▶ [Task objective]: Copy out the entire cancer informatics research summary below, word for word.

▶ [Given text]:
━━━━━━━━

My Research

My research focuses on cancer informatics, aiming to uncover novel patterns in cancer initiation and progression. This work involves rigorous data curation over large datasets to exclude non-cancerous noise, as well as the development of machine learning algorithms and network graphs to extract statistically significant patterns.

Research Overview

My latest work was focused in the identification of tissue-specific mutational patterns associated with cancer. This is a challenging task due to the low frequency of certain mutations and the high variability among tumors within the same cancer type. To address the inter-tumoral heterogeneity issue, I developed an intra-clustering analysis pipeline which identified 42 previously unreported mutational patterns using state-of-the-art algorithms. Briefly, a Network Graph of $8303$ patients and $198$ genes was constructed using single-point-mutation data from The Cancer Genome Atlas (TCGA). Patient-gene groups were retrieved with the parallel use of two separate methodologies based on the: (a) Barber’s modularity index, and (b) network dynamics. An intra-clustering analysis was employed to explore the patterns within smaller patient subgroups in two phases: i) to determine the significant presence of a gene with a cancer type using the Fisher’s exact test and ii) to determine gene-to-gene patterns using multiple correspondence analysis and DISCOVER. The results are followed by a Benjamini-Hochberg false discovery rate of $5\%$.

━━━━━━━━

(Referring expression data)

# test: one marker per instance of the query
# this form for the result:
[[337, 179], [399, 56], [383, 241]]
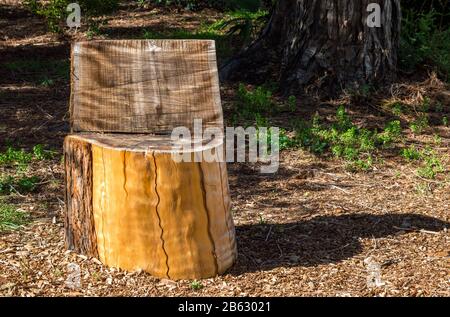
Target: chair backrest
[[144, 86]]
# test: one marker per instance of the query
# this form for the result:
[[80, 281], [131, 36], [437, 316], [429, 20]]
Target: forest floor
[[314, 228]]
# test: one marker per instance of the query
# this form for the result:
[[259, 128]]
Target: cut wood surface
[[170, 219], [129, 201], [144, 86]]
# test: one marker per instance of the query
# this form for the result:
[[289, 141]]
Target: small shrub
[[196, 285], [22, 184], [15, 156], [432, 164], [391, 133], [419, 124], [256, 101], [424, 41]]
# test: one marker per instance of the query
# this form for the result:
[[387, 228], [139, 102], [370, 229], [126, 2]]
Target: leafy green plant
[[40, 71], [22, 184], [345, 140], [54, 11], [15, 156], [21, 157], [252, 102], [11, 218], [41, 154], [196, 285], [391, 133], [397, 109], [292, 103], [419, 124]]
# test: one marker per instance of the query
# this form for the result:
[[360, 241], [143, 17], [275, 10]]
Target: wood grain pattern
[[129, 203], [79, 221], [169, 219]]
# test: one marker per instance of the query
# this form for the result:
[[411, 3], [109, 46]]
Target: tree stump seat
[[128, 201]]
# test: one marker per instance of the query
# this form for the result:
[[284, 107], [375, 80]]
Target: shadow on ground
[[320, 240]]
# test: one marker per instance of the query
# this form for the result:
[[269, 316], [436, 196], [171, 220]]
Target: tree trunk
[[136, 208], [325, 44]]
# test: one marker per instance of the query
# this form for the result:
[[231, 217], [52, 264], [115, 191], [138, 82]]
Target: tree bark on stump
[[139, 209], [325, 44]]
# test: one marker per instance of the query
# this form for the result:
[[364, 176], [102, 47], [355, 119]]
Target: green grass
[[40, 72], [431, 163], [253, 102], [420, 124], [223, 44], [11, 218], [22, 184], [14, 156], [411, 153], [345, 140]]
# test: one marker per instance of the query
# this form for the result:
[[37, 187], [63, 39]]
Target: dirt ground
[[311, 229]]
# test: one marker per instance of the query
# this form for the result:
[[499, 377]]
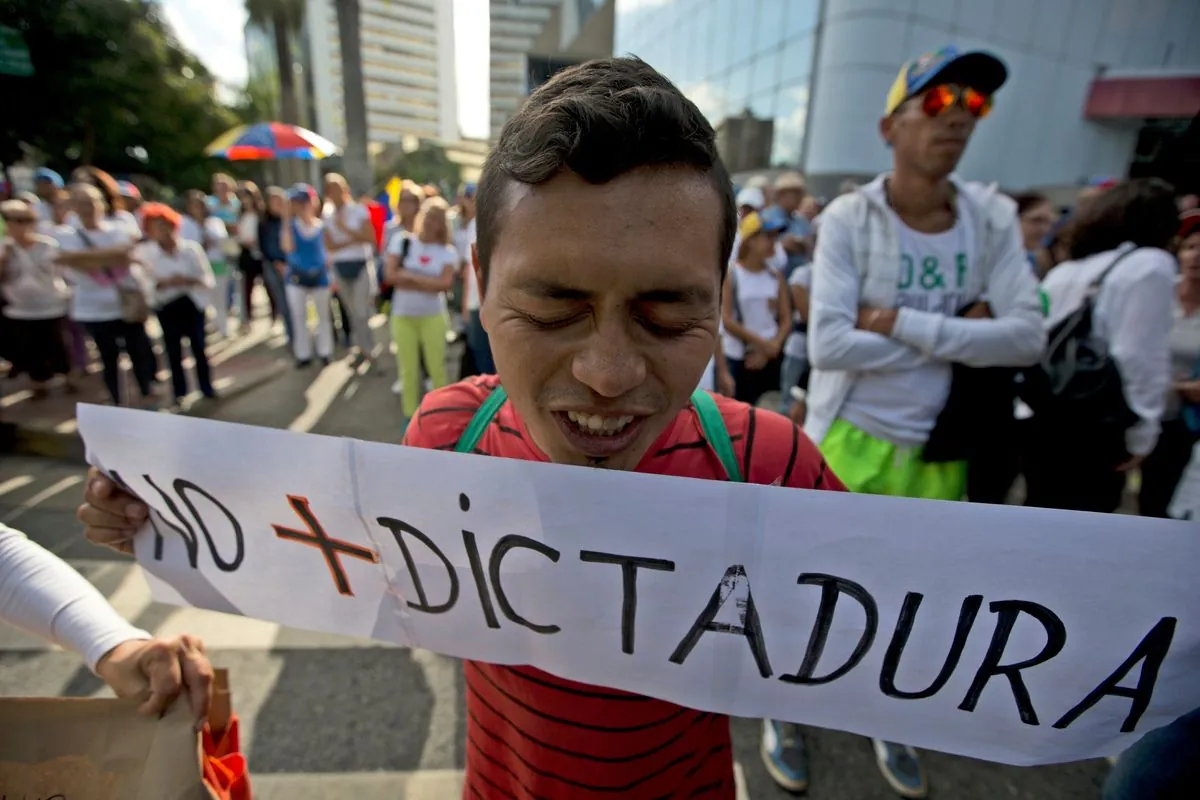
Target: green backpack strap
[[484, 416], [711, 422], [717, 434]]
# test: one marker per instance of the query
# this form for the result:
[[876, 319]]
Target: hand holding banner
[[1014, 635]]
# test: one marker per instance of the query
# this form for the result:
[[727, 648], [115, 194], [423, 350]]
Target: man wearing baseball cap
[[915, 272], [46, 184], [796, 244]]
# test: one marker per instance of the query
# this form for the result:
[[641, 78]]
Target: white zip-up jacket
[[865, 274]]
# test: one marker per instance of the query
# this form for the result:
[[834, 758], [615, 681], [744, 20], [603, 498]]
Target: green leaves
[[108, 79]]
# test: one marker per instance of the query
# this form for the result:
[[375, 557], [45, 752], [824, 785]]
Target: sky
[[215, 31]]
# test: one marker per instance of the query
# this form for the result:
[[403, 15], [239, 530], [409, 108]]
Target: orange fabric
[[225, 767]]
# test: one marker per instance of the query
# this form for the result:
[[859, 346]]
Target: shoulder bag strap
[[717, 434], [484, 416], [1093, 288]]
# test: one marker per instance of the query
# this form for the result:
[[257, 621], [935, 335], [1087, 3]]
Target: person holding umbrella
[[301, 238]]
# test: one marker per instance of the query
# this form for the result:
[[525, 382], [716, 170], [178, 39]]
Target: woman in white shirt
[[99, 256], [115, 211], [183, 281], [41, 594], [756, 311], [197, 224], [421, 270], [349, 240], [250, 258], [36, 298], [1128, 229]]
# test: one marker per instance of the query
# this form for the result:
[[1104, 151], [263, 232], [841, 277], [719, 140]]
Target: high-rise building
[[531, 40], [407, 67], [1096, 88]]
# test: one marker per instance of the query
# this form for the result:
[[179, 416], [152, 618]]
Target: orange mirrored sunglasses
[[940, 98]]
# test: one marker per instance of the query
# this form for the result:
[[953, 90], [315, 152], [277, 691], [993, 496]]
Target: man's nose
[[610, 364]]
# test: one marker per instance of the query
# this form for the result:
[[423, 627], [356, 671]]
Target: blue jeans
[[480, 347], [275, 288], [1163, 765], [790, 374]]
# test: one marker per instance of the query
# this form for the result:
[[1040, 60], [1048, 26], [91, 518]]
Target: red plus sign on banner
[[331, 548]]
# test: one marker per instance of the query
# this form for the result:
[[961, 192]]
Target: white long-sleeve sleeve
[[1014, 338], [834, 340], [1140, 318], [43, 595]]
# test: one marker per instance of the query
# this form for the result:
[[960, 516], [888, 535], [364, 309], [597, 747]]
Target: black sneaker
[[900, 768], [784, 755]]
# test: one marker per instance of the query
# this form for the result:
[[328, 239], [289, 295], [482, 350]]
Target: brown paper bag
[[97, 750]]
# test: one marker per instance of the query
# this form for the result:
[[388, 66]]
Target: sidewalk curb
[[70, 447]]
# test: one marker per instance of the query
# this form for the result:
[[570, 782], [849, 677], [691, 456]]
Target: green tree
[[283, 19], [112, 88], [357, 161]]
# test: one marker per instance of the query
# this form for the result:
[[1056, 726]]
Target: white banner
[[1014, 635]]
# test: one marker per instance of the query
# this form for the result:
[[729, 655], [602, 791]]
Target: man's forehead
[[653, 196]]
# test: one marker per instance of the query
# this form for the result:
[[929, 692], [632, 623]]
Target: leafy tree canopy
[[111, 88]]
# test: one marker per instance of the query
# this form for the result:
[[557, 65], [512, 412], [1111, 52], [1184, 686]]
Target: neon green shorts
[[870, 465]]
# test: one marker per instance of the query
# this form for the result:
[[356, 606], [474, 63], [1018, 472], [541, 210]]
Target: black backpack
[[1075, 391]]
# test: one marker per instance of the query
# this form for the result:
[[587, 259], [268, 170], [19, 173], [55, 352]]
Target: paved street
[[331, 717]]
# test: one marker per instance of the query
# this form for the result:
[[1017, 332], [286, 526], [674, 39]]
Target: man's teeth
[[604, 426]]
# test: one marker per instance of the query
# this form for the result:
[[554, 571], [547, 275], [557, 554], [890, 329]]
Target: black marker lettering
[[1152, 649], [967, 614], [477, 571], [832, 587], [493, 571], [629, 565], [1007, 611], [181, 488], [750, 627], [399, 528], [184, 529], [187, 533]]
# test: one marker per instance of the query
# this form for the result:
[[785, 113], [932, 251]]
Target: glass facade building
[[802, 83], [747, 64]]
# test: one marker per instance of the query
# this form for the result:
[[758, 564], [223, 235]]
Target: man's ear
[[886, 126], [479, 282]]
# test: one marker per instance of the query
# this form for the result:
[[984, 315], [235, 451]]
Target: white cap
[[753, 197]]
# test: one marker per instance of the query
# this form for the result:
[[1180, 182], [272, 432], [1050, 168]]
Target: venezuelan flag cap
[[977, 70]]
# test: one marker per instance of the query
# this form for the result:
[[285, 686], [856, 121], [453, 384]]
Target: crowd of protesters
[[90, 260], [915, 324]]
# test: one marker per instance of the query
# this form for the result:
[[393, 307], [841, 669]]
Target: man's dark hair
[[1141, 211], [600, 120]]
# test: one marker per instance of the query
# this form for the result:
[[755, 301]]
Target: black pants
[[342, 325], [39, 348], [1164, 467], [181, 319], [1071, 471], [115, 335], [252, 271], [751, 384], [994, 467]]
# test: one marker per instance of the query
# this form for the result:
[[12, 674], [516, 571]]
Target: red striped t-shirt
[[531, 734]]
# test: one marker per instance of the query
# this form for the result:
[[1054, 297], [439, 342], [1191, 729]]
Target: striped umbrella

━━━━━━━━

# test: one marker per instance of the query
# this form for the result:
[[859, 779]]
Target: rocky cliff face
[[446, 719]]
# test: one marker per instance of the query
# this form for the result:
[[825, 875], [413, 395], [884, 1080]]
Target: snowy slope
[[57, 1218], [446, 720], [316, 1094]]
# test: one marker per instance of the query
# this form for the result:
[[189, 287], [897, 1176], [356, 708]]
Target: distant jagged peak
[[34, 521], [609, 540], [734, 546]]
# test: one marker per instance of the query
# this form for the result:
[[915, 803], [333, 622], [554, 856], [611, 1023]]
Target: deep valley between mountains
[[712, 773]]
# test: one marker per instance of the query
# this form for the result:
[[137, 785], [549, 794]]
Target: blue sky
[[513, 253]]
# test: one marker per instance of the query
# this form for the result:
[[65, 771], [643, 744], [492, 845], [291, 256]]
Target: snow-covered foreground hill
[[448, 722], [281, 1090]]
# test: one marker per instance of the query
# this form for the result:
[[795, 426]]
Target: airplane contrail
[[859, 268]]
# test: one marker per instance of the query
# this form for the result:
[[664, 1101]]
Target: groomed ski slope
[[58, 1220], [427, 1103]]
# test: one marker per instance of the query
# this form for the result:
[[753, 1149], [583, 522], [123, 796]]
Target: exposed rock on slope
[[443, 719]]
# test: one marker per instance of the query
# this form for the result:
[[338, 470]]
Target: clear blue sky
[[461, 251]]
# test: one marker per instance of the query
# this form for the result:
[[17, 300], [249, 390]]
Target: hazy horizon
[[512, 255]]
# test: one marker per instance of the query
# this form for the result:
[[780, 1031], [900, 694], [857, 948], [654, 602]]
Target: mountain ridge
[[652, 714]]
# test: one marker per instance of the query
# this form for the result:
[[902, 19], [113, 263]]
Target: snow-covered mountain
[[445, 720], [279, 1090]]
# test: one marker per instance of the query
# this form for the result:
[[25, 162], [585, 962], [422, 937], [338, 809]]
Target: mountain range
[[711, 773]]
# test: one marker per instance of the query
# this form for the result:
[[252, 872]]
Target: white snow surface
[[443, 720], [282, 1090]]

━━━━━━━━

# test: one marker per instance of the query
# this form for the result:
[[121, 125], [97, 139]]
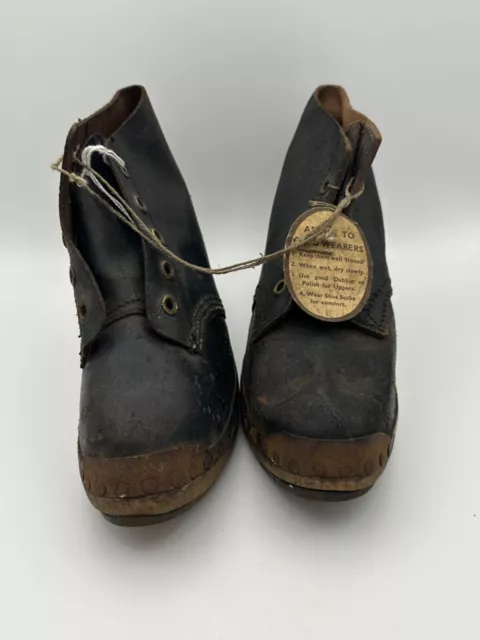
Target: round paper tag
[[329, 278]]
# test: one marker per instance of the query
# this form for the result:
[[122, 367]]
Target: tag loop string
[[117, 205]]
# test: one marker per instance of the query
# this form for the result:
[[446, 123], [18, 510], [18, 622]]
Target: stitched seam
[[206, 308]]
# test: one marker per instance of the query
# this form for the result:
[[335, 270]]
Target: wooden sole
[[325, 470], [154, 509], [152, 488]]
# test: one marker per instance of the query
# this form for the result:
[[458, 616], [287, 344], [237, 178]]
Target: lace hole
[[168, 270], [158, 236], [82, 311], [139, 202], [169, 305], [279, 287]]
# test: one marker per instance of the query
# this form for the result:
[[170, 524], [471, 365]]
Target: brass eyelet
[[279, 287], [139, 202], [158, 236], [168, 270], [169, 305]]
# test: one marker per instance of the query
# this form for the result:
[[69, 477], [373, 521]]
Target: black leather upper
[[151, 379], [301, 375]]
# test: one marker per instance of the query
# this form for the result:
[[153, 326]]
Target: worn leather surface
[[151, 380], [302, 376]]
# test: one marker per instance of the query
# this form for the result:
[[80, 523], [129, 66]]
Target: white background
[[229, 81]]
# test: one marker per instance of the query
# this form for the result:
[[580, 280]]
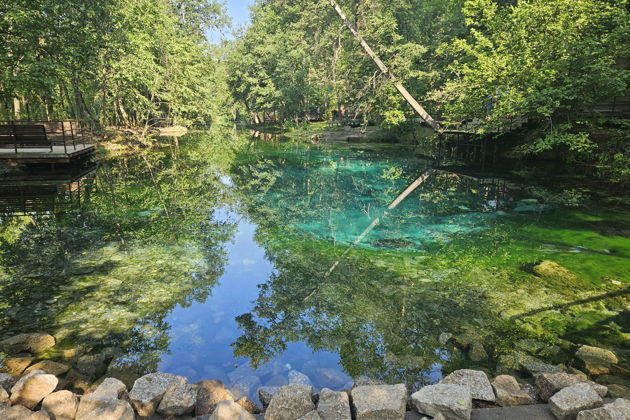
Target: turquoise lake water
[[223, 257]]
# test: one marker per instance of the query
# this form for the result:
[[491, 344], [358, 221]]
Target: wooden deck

━━━━━━━━

▶ [Result below]:
My Research

My research focuses on cancer informatics, aiming to uncover novel patterns in cancer initiation and progression. This work involves rigorous data curation over large datasets to exclude non-cancerous noise, as well as the development of machine learning algorithms and network graphs to extract statistically significant patterns.

Research Overview

My latest work was focused in the identification of tissue-specific mutational patterns associated with cancer. This is a challenging task due to the low frequency of certain mutations and the high variability among tumors within the same cancer type. To address the inter-tumoral heterogeneity issue, I developed an intra-clustering analysis pipeline which identified 42 previously unreported mutational patterns using state-of-the-art algorithms. Briefly, a Network Graph of $8303$ patients and $198$ genes was constructed using single-point-mutation data from The Cancer Genome Atlas (TCGA). Patient-gene groups were retrieved with the parallel use of two separate methodologies based on the: (a) Barber’s modularity index, and (b) network dynamics. An intra-clustering analysis was employed to explore the patterns within smaller patient subgroups in two phases: i) to determine the significant presence of a gene with a cancer type using the Fisher’s exact test and ii) to determine gene-to-gene patterns using multiple correspondence analysis and DISCOVER. The results are followed by a Benjamini-Hochberg false discovery rate of $5\%$.